* [GIVEN EXERCISE 1]: Rewrite the records from the line that contains "cloud in this photo as pixel coordinates." through the final line of the records, replacing "pest-scouting log" with "crop survey" and changing nothing else. Return only those lines.

Welp, it's your choice to complicate the stuff. You could easily keep the PHP and just add ReactJs or even better - VueJs.

Have you ever checked out Laravel at all, considering your Rest API endpoint even?

And why use Docker in Production of personal projects that are supposed to be used for high load? Why not deploy on a finite VPS/VDS environment existing explicitly for this single workflow? Why add a separate layer in already isolated environment?

[−] manudaro 41d ago
Totally fair points. Back in 2011 everything was built in plain PHP, and honestly, it worked perfectly for years. The shift to Next.js came much later, mainly because we needed proper SSR to handle SEO at slace. We're talking about 4 languages and around 13M pages. in that context, Next.js really shines, especially with file based routing and ISR making things much easier to manage.

Regarding Docker, we have quite a bit running on a single EC2 instance: PostgreSQL with PostGIS (about 13 million rows), Redis, Nginx, theAPI and web app. Using Docker Compose lets us keep everything versioned and spin up or redeploy the whole stack in seconds. Without it,we'd dealing with dependencies manually, and that's where things tend to get messy fast.

[−] kibibu 41d ago
How is PHP not SSR?

* [GIVEN EXERCISE 2]: Write the next part of the forum thread about PHP, Next.js and Docker, picking up after its final comment.

* [RECORDS FOR THE TASK]:
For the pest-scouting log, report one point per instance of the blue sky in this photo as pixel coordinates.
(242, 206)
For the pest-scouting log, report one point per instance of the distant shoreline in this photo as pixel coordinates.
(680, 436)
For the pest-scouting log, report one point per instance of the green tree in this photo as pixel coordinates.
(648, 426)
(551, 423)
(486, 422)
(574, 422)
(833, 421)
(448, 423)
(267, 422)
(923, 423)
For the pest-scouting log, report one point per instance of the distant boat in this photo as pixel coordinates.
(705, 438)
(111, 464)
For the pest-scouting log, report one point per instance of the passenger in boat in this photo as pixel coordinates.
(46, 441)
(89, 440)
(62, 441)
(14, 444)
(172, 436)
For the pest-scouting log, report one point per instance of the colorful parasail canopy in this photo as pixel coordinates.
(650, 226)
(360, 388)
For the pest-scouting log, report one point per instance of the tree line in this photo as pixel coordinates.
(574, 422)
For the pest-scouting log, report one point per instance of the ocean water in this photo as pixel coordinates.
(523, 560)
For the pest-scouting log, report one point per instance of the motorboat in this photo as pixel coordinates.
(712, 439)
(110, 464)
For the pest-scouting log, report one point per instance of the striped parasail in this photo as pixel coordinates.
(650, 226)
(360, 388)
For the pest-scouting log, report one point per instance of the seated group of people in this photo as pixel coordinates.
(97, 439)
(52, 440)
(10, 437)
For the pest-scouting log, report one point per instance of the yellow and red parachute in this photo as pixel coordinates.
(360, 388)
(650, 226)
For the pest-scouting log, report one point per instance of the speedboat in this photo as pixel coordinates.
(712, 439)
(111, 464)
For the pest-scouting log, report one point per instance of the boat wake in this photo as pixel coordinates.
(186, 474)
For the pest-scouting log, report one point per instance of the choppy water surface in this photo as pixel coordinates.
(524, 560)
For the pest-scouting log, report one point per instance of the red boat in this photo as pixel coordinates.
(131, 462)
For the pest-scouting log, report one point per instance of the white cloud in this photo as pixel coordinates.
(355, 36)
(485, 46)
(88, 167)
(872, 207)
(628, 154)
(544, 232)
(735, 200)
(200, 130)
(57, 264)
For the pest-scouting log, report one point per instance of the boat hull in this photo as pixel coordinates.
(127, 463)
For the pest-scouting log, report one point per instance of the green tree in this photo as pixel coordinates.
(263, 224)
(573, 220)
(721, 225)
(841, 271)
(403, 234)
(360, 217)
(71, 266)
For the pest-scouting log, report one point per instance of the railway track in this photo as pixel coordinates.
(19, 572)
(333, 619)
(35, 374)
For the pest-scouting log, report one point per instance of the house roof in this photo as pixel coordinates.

* [WRITTEN RESPONSE 1]:
For the crop survey, report one point per instance of the white cloud in this photo as pixel coordinates.
(355, 36)
(485, 46)
(88, 167)
(872, 207)
(628, 154)
(544, 232)
(735, 200)
(200, 130)
(57, 264)
For the crop survey, report one point per instance of the boat hull in this photo as pixel coordinates.
(127, 463)
For the crop survey, report one point per instance of the green tree in this photo as pixel coordinates.
(263, 224)
(573, 220)
(721, 225)
(841, 271)
(403, 234)
(360, 217)
(71, 266)
For the crop survey, report one point per instance of the railway track in this photo as pixel coordinates.
(19, 572)
(333, 619)
(35, 374)
For the crop survey, report one point per instance of the house roof in this photo as pixel coordinates.

* [WRITTEN RESPONSE 2]:
[−] manudaro 41d ago
You're right, PHP is SSR by nature. What I meant is that Next.js gives us SSR plus built-in routing for 4 languages, ISR for cache invalidation on ~900K pages, and a React frontend — all in one framework. With PHP we'd need to wire that up separately.

That said, honestly, the ecosystem momentum probably influenced the decision more than a strict technical comparison. Looking back, we probably weren't critical enough about whether we actually needed to move away from PHP. It works and we're happy with it, but I wouldn't claim it was the only valid choice.

[−] politelemon 41d ago
It was still likely possible to have retained the originality and novelty of the first site without succumbing to the plague of our contemporary blandness.
[−] manudaro 41d ago
You're not wrong. The 2011 version had character. Google+ icons, chat per city, a people search engine. It felt like a place, not a tool.

The tradeoff was deliberate though. Serving 261 countries in 4 languages with an API and MCP Server pushes you toward structure over personality. But I do miss some of that original energy.

[−] random__duck 41d ago
Personally really liked your maximalist design form 2011: it was original, it looked fun.

The posts rationalization of getting out of the way of the content makes sense and if there is the primary motivation it is perfectly rational.

But as a human user: I would like to explore the web again.

[−] manudaro 41d ago
Thank you. Te 2011 version wasgenuinely fun to build. Chat by city, airport databases, a people search engine, things that made no business sense but felt right.

We're trying to keep some of that. You can browse countries, compare them, explore cities, look up universities. It's not just an API docs page. But I hear you. :)

[−] random__duck 41d ago
If you don't mind, I would like to link to your article and site in a small blog post I am writing on the subject of deliberately ugly webdesign (you are not the ugly website ).
[−] manudaro 41d ago
Of course, go ahead! Would love to read it when it's published, feel free to share the link here or drop me an email (manuel.longo@bamwor.com)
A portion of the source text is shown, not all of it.